• _BRIEF A_
Summarize the play review in two sentences.
• _BRIEF B_
Write what comes next in the play review, starting after its final sentence.

Ferry's character, the Man, is a fly fisherman who has come to his uncle's old cabin to catch wild sea trout. In the first scene, he's preparing to head out for some night fishing, but his girlfriend, the Woman (Jane Spidell), wants to hang back and read Virginia Woolf. To beguile her, the Man gets her to instead read aloud from Ted Hughes's fishing poem After Moonless Midnight.

That may be the first hint as to where the play is going. Hughes was a celebrated nature poet, but also a lifelong womanizer blamed by some for driving his first wife, poet Sylvia Plath, to suicide. When the Woman sees his name on the poetry book, she gives a derisive little snort.

The next scene is a jarring contrast in which we find the distraught Man frantically making a cellphone call to the police to report a missing woman. But then she appears at the cabin door – only it's a different girlfriend, the Other Woman (Dani Kind). She got lost and came upon a poacher, who shared a spliff with her and helped her catch a trout.

• _DATA LISTING_
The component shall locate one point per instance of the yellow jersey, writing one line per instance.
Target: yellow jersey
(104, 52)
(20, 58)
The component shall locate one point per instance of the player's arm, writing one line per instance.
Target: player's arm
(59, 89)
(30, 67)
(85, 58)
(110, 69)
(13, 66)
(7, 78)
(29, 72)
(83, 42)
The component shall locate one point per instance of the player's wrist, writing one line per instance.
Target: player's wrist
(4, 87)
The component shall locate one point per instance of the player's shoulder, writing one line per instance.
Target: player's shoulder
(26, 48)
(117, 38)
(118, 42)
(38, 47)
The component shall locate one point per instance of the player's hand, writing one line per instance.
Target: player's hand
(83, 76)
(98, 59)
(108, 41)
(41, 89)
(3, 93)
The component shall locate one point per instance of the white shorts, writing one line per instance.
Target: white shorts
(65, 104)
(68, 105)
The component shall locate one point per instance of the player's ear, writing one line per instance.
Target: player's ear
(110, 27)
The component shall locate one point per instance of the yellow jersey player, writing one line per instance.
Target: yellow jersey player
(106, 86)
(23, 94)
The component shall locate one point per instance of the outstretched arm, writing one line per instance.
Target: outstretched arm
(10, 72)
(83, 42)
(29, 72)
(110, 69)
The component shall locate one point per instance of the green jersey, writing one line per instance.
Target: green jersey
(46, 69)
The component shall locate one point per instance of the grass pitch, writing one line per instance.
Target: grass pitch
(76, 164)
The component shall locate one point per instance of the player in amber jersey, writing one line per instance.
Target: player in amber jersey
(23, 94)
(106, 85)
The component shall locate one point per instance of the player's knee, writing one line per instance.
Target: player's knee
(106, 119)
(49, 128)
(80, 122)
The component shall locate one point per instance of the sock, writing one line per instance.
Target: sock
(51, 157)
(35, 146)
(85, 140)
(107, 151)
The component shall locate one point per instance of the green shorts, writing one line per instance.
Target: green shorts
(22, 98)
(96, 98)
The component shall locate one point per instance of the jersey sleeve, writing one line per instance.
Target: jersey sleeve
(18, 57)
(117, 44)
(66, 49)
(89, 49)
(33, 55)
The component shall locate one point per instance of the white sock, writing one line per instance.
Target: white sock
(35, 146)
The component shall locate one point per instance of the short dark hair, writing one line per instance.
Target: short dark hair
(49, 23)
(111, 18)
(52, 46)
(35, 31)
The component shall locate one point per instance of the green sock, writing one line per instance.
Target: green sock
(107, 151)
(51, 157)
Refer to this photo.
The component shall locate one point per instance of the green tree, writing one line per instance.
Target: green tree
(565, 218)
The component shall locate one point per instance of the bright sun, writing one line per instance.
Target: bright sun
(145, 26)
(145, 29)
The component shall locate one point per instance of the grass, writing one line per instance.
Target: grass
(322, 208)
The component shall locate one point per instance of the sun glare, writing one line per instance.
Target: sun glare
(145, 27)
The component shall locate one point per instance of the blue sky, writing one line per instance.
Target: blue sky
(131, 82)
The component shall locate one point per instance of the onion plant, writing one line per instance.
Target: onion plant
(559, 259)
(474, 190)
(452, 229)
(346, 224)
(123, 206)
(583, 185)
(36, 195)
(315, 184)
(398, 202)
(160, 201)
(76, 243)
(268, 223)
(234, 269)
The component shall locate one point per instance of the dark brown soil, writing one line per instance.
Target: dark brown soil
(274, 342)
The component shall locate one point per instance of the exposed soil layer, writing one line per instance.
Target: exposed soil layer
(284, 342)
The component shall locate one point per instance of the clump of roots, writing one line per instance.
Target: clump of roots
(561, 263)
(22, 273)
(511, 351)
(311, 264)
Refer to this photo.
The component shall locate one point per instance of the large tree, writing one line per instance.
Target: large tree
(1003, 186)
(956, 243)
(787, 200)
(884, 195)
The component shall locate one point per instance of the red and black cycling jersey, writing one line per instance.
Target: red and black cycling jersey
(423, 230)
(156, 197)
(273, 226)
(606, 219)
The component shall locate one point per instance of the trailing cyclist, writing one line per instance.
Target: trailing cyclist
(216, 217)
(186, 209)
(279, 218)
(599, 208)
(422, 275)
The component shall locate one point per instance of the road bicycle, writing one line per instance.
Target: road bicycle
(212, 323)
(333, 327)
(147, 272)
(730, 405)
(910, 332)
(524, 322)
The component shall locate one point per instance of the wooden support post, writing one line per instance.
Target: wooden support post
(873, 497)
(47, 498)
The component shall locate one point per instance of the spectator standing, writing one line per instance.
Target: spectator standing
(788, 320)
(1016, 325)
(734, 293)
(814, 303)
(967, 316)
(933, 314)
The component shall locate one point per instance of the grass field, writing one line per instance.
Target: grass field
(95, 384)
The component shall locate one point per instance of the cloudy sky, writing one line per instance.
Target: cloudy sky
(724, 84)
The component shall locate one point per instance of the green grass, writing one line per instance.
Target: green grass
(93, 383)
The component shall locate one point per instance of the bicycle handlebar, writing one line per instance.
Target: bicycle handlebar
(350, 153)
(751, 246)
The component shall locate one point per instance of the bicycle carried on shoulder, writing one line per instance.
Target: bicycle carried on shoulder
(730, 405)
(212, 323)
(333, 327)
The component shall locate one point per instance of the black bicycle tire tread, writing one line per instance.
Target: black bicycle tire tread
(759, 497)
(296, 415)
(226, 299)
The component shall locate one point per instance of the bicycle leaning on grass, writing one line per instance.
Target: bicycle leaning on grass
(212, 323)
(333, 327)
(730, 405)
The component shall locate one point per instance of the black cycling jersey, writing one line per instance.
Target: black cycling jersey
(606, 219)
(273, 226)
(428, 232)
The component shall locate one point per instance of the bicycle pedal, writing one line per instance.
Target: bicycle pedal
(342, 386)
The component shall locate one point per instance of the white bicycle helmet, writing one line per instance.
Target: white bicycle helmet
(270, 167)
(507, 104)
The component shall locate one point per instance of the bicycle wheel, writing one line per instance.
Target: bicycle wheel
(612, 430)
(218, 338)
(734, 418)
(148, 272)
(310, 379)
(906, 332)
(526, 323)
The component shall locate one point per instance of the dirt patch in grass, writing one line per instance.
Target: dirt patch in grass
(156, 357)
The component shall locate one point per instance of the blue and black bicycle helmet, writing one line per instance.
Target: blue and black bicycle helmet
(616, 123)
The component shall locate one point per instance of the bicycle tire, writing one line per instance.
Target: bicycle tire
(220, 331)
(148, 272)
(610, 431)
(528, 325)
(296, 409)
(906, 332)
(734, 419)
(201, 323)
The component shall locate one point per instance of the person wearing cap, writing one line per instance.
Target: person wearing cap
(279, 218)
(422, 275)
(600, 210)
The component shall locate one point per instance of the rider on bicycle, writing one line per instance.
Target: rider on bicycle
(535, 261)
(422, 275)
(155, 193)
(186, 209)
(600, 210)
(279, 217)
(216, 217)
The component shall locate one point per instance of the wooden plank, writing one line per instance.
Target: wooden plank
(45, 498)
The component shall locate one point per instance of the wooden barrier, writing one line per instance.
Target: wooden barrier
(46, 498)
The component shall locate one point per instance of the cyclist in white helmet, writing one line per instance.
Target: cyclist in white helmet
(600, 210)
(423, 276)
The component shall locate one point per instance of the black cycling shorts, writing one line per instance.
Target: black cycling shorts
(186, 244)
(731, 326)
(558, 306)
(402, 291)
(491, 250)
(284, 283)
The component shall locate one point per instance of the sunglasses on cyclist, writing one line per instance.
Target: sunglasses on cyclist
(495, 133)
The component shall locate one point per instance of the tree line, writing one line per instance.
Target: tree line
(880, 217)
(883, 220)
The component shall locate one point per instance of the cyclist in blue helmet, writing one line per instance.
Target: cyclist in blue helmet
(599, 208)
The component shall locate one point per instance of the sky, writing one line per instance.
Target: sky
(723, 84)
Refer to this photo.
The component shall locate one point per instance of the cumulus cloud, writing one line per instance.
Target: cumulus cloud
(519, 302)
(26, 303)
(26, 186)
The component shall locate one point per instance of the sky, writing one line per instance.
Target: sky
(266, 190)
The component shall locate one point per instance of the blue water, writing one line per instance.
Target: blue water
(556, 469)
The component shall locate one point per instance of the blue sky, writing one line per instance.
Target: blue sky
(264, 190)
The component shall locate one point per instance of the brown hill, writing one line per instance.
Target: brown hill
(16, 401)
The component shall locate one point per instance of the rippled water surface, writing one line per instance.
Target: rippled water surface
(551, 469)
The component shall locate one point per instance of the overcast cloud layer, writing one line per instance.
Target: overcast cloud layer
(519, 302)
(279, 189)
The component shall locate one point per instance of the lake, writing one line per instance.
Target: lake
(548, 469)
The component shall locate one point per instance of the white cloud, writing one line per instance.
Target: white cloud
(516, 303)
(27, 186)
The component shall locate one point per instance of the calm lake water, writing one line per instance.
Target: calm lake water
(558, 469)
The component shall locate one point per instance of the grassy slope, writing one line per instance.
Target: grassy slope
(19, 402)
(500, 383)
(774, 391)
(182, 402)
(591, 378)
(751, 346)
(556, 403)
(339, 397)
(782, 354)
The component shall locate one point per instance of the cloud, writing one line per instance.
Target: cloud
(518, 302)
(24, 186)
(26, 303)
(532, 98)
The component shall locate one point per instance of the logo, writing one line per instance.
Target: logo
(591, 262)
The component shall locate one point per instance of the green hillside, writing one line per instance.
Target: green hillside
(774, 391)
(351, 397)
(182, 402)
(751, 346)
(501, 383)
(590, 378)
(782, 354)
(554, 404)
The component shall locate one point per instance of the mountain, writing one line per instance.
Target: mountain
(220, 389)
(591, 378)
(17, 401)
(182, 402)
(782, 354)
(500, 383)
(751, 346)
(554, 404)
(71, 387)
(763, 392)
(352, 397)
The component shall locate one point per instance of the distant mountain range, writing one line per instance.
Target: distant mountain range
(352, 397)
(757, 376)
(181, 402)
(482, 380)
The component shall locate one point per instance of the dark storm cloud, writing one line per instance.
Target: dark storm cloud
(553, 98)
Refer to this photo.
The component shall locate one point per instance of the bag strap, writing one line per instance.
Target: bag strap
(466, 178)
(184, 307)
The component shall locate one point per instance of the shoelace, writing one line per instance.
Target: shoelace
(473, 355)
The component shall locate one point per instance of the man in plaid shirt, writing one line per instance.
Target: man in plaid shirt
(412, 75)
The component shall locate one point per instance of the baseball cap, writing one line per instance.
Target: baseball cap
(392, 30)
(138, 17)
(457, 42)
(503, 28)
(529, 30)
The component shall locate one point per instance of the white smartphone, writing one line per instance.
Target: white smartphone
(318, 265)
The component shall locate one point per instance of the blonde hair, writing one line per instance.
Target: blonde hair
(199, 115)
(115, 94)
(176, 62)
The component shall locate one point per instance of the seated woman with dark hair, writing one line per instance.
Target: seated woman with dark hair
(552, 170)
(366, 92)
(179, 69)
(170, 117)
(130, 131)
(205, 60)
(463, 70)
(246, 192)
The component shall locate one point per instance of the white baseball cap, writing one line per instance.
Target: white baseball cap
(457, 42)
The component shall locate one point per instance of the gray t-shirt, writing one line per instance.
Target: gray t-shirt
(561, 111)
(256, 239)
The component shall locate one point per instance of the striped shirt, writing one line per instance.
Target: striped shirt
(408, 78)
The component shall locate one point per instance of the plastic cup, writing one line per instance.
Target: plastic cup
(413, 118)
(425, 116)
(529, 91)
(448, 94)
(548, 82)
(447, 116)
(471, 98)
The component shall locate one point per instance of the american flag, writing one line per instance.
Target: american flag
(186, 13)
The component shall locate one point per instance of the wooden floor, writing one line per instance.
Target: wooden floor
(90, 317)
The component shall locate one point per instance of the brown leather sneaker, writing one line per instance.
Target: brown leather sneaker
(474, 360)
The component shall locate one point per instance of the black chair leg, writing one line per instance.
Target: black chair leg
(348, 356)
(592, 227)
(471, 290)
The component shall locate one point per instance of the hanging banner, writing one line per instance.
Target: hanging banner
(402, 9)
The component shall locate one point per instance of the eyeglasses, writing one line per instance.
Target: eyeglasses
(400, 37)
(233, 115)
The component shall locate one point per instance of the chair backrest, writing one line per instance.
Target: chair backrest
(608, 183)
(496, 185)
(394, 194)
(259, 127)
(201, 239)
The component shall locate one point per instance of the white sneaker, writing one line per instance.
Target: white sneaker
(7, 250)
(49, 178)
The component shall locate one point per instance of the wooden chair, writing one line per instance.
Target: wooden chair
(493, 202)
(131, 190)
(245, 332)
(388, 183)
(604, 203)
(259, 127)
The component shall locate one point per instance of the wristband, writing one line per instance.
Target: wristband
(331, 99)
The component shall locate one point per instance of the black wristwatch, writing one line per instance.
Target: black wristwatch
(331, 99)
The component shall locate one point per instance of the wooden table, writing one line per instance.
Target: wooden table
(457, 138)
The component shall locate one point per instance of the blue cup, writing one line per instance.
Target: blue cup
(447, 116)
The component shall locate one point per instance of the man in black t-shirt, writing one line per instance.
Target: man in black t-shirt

• _OUTPUT A_
In the first scene, the Man, a fly fisherman at his uncle's old cabin to catch wild sea trout, gets his girlfriend, the Woman, to read aloud Ted Hughes's fishing poem After Moonless Midnight instead of Virginia Woolf, and she snorts at the name of Hughes, a lifelong womanizer blamed by some for driving Sylvia Plath to suicide. In the next scene, the distraught Man is calling the police to report a missing woman when a different girlfriend, the Other Woman, appears at the cabin door, having gotten lost and met a poacher who shared a spliff with her and helped her catch a trout.

• _OUTPUT B_
As the play progresses, Butterworth continues to pull this sleight of hand; we never know which woman is going to enter the cabin in each succeeding scene. And as we see the Man interact with the women, treating each in turn as his one true love, themes of honesty and trust emerge. Also questions: Are these relationships happening concurrently or at different times in the Man's life? If the latter case, did one of the women die?

But even as we fish for clues, Butterworth himself beguiles us with poetry; both with that of others – Yeats's The Song of Wandering Aengus runs as a leitmotif through the play – and with his own. The British playwright and screenwriter, who wrote the Tony Award-nominated Jerusalem and co-wrote the new Bond film Spectre, gives free rein to his lyrical side here. There are metaphors that could have been lifted from Shelley and other descriptions that recall the vivid simplicity of Hemingway's fishing idyll Big Two-Hearted River.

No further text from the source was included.